Written request A: Extract the lines of the listing below, starting at the line that contains "For each instance of the gray" and ending at the listing's last line, and repeat them word for word.

##### Page text #####

Successful Teams - Part I

by Derek Winter

Predictable Success Dominoes.jpg

I recently dug out and revisited two books by Les McKeown and and was reminded of the straightforward common sense wisdom that had attracted me to them in the first place.

I was pondering what it is that makes some teams successful and see's others struggle as well as why any given team (or organisation for that matter) might progress from one state to the other.

I originally had the pleasure of hearing Les speak in a tee-pee installed in a remote field in West Wales of all places. The Do Lectures was to be a memorable experience in more ways than one and as an aside, I’d encourage anyone to make the investment of attending a Do Lectures either in Wales, the US or Australia. It’ll be well worth your time and money.

It was one of those moments where an idea is so simple that you wonder why you’ve never thought of it yourself. Such common sense once you’ve been exposed to it, yet the clarity and simplicity belies a depth and distills a complexity that stands the test of time. (I’ve written previously on this blog about simplicity, which I’d humbly suggest is worth a read!) In that presentation Les was talking about how an organisation of any scale can enjoy “Predictable Success” (and perhaps unsurprisingly this was the title of his book on the topic!). But more of that later.

Back to the question that took me back there. What did these books teach me about what it takes to lead a group of people to be successful?

It perhaps could go without saying that Organisations of any size or type don’t succeed in and of themselves; they succeed only through individuals working in teams and groups. Teams or groups of people either deliver on the organisations goals/vision through their daily activities; Or they produce stress, indecision, confusion, uncertainty, distrust and frustration.

So, the nature of interactions between people is fundamental to an organisations success and likewise the nature of interactions between people is the key to the success of individual teams or groups. In his follow up book, (The Synergist) Les identified three different styles or modes of operating that people have in a team. In reality we play a mixture of the three styles, but one will be our default; Our predominant characteristic. We will all default to one of 3 natural styles when we are in a group or a team. These styles reflect the way we think and work. The relationship between these three styles can either create momentum and success or gridlock.

The foundational point in Les’s observations is that the ’triangle’ of the three roles together is inherently unstable because each achieve a sense of fulfilment or satisfaction in very different, often competing ways. That is to say a team with one member of each style will be inherently dysfunctional.

The fourth style (unsurprisingly called The Synergist) is a learned style that when added to the mix can overcome the gridlock and help the other 3 styles be successful together.

##### Record set #####

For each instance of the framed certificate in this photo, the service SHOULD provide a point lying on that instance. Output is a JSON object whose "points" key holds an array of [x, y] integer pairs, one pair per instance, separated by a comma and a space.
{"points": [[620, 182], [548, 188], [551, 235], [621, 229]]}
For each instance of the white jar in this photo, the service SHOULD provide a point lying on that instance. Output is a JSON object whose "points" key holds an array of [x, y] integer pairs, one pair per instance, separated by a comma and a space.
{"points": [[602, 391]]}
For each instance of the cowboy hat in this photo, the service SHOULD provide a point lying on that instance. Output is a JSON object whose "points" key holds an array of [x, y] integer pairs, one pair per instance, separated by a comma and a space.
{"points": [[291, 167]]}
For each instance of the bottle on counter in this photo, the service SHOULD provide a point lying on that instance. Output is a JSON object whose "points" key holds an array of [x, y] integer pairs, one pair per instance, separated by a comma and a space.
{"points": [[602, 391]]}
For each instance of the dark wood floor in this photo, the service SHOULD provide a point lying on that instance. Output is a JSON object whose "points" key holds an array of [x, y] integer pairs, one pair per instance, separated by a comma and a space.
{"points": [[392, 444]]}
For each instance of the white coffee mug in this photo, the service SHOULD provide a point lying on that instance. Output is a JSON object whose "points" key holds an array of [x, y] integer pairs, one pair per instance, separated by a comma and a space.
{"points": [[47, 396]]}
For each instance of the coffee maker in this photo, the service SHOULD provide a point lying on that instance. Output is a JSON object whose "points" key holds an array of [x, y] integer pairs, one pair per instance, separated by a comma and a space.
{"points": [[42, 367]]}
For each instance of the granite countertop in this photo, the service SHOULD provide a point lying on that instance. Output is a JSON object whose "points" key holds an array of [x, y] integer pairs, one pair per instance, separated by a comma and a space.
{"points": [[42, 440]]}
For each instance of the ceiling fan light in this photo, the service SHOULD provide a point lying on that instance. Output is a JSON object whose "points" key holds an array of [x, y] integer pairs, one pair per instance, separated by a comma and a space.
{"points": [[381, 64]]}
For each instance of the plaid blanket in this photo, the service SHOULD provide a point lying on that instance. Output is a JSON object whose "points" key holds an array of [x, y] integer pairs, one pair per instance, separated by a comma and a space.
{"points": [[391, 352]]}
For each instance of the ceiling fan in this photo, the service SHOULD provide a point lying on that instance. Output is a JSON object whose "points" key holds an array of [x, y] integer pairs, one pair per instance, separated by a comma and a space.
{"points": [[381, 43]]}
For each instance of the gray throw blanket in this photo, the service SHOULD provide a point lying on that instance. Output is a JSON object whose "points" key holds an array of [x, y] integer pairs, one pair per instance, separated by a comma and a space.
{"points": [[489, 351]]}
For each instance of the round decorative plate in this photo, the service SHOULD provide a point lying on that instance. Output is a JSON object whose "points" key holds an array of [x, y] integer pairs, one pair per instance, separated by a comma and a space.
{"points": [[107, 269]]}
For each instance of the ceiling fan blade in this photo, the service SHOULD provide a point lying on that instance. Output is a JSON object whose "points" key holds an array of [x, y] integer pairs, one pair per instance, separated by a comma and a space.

#####

Written request B: Copy the passage of the post on successful teams above, starting at "Predictable Success Dominoes.jpg" and ending at "to the other.", with no changes.

Full answer A:
For each instance of the gray throw blanket in this photo, the service SHOULD provide a point lying on that instance. Output is a JSON object whose "points" key holds an array of [x, y] integer pairs, one pair per instance, separated by a comma and a space.
{"points": [[489, 351]]}
For each instance of the round decorative plate in this photo, the service SHOULD provide a point lying on that instance. Output is a JSON object whose "points" key holds an array of [x, y] integer pairs, one pair per instance, separated by a comma and a space.
{"points": [[107, 269]]}
For each instance of the ceiling fan blade in this photo, the service SHOULD provide a point lying on that instance. Output is a JSON object whose "points" key holds an array of [x, y] integer pairs, one pair per instance, separated by a comma and a space.

Full answer B:
Predictable Success Dominoes.jpg

I recently dug out and revisited two books by Les McKeown and and was reminded of the straightforward common sense wisdom that had attracted me to them in the first place.

I was pondering what it is that makes some teams successful and see's others struggle as well as why any given team (or organisation for that matter) might progress from one state to the other.